----- Texte source -----
Le président turc s’est à nouveau déchaîné, le week-end dernier, contre les dirigeants européens. Depuis quelques jours, Recep Tayyip Erdogan n’a cessé de porter des attaques pour le moins peu diplomatiques contre la chancelière allemande ou le Premier ministre néerlandais, accusant ceux-ci de « fascisme », au prétexte que des rassemblements en Allemagne ou aux Pays-Bas animés par des ministres turcs avaient été annulés.

Dimanche 19, il a à nouveau attaqué cette fois personnellement Angela Merkel : « vous employez des méthodes nazies contre mes frères en Allemagne, et mes frères ministres ». Il a en outre mis en cause Berlin pour son « soutien aux terroristes » du PKK. Près de 30 000 partisans de ce mouvement de libération kurde avaient défilé à Francfort le 18 mars. Enfin, il a tonné contre les autorités d’outre-Rhin qui « soutiennent » la confrérie de Fethullah Gülen, accusée par Ankara d’avoir fomenté le coup d’Etat manqué de juillet dernier. « Pourquoi les protègent-ils ? Parce que ce sont des instruments utiles de l’Allemagne contre la Turquie », a-t-il martelé.

Le ministre de l’Intérieur a une nouvelle fois brandi la menace de laisser partir les réfugiés syriens vers l’Union européenne

Il a par ailleurs appelé les familles turques vivant en Europe à faire « non pas trois, mais cinq enfants ». Son ministre de l’Intérieur a en outre, une nouvelle fois, brandi la menace de laisser partir les réfugiés syriens vers l’Union européenne, et de rompre ainsi l’accord de mars 2016.

Comme si tout cela ne suffisait pas, M. Erdogan a affirmé : « si (les dirigeants européens) n’étaient pas marqués par la honte, ils referaient des chambres à gaz ». Une saillie qui a fait réagir le chef de la diplomatie allemande : Sigmar Gabriel a estimé que ces propos étaient « choquants » et qu’une ligne rouge avait été franchie.

Enfin, le maître du Bosphore a indiqué qu’il souhaitait la réintroduction de la peine de mort dans son pays. En sachant très bien que, dans une telle hypothèse, l’UE romprait officiellement les négociations d’adhésion, qui sont déjà, de fait, suspendues.
----- Données fournies -----
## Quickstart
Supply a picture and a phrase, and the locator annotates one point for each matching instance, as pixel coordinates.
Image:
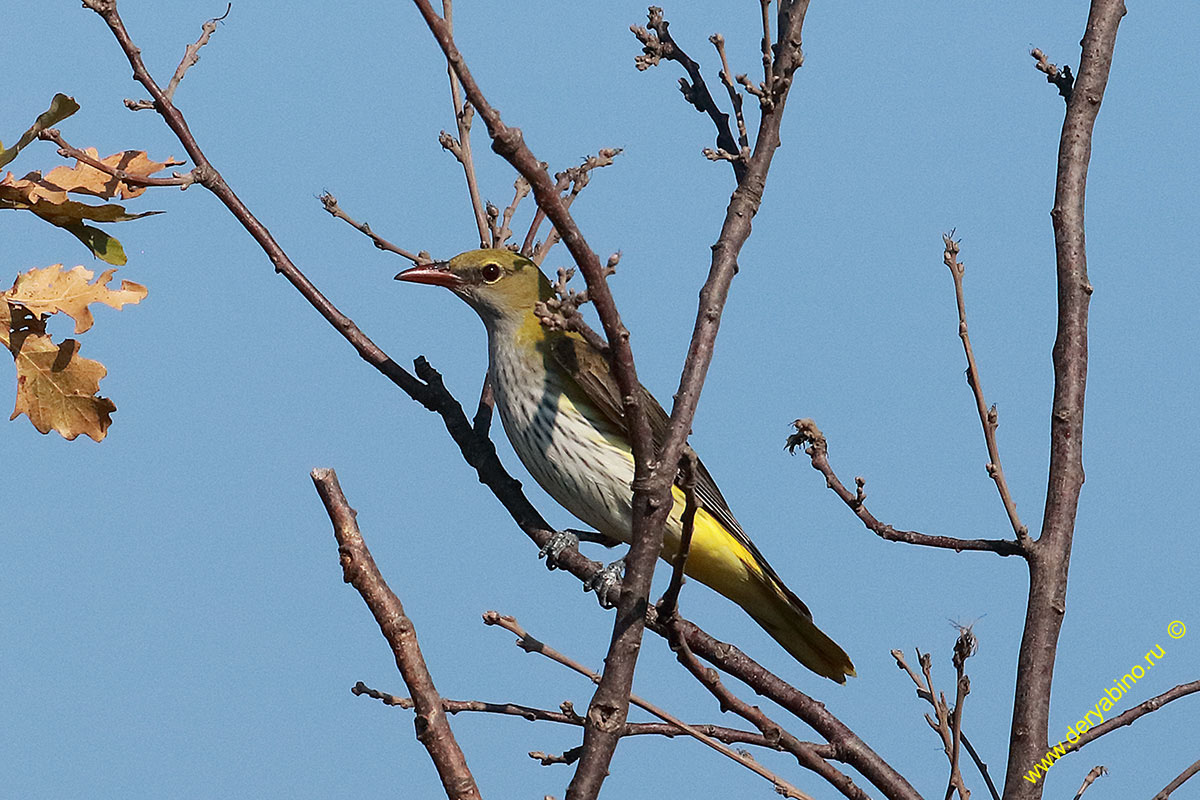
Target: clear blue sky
-----
= Objectif 1 =
Recopiez le passage de l'article sur Erdogan qui commence aux mots « Comme si tout » et s'arrête après « de fait, suspendues. ».
= Objectif 2 =
D'après l'article sur Erdogan, combien de partisans du PKK ont défilé à Francfort le 18 mars ?
= Objectif 3 =
Pour chaque affirmation, dites si l'article sur Erdogan la confirme (oui ou non) et citez les mots du texte qui tranchent :
(a) Sigmar Gabriel a jugé choquants les propos d'Erdogan.
(b) Erdogan a demandé aux familles turques vivant en Europe de faire trois enfants.
(c) Les négociations d'adhésion de la Turquie à l'UE se poursuivent normalement.

= Résultat final 1 =
Comme si tout cela ne suffisait pas, M. Erdogan a affirmé : « si (les dirigeants européens) n’étaient pas marqués par la honte, ils referaient des chambres à gaz ». Une saillie qui a fait réagir le chef de la diplomatie allemande : Sigmar Gabriel a estimé que ces propos étaient « choquants » et qu’une ligne rouge avait été franchie.

Enfin, le maître du Bosphore a indiqué qu’il souhaitait la réintroduction de la peine de mort dans son pays. En sachant très bien que, dans une telle hypothèse, l’UE romprait officiellement les négociations d’adhésion, qui sont déjà, de fait, suspendues.

= Résultat final 2 =
Près de 30 000 partisans.

= Résultat final 3 =
(a) Oui : « Sigmar Gabriel a estimé que ces propos étaient « choquants » ».
(b) Non : « non pas trois, mais cinq enfants ».
(c) Non : « qui sont déjà, de fait, suspendues ».